━━ MATERIAL FOR THIS TASK ━━

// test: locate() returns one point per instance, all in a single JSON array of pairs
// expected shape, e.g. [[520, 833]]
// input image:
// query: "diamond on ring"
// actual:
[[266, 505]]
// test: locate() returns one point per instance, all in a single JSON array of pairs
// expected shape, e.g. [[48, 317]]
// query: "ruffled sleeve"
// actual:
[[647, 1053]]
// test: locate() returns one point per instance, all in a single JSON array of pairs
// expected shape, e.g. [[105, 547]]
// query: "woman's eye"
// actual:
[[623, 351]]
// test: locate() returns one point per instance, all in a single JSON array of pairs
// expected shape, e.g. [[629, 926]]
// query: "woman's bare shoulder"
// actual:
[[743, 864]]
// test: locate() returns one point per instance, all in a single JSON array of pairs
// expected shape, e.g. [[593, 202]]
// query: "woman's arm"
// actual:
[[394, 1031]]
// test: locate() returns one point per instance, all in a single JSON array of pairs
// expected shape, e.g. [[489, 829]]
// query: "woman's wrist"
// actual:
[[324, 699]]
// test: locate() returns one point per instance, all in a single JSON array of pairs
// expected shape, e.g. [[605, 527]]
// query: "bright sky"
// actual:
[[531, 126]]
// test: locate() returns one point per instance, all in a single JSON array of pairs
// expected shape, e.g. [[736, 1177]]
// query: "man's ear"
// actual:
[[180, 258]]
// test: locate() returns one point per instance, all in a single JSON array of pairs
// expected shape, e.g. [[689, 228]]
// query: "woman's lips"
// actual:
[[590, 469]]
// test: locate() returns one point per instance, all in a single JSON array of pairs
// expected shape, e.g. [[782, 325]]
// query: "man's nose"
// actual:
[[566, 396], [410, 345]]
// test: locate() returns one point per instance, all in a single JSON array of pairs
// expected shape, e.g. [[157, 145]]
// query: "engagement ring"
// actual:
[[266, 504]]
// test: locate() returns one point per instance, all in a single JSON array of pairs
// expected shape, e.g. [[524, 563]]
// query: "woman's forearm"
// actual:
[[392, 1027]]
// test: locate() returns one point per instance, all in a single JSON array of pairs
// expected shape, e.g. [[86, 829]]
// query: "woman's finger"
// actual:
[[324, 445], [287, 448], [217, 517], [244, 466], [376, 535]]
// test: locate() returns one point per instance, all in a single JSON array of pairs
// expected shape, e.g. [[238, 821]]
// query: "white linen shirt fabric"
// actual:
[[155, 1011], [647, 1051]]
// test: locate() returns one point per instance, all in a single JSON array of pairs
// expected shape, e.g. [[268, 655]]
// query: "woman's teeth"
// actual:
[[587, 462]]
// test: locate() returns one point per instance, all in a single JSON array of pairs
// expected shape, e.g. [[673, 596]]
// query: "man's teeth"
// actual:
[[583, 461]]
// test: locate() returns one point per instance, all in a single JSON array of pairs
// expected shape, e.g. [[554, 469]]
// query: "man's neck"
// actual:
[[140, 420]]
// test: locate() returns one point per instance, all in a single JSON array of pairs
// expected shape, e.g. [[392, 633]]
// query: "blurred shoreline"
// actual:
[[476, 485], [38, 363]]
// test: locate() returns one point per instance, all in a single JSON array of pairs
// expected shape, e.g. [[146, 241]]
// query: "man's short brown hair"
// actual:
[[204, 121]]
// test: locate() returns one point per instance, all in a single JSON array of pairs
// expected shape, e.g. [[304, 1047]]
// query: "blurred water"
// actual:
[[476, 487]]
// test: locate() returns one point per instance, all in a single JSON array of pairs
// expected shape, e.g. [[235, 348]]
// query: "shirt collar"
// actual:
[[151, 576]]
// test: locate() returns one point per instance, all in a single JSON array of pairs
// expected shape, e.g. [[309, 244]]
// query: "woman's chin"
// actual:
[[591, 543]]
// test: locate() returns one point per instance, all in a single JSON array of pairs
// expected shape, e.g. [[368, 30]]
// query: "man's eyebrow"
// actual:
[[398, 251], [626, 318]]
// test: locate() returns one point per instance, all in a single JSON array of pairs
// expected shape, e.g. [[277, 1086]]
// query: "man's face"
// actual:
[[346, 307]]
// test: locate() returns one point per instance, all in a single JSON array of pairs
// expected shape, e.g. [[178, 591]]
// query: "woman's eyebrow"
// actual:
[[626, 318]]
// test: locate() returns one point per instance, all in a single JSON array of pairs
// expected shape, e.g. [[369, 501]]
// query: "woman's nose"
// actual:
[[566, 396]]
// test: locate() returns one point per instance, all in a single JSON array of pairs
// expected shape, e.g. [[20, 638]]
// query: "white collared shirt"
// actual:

━━━

▶ **WORK ITEM**:
Only a number is wanted: how many lines of the material above hold "teeth"?

▶ **PROBLEM SOLUTION**:
2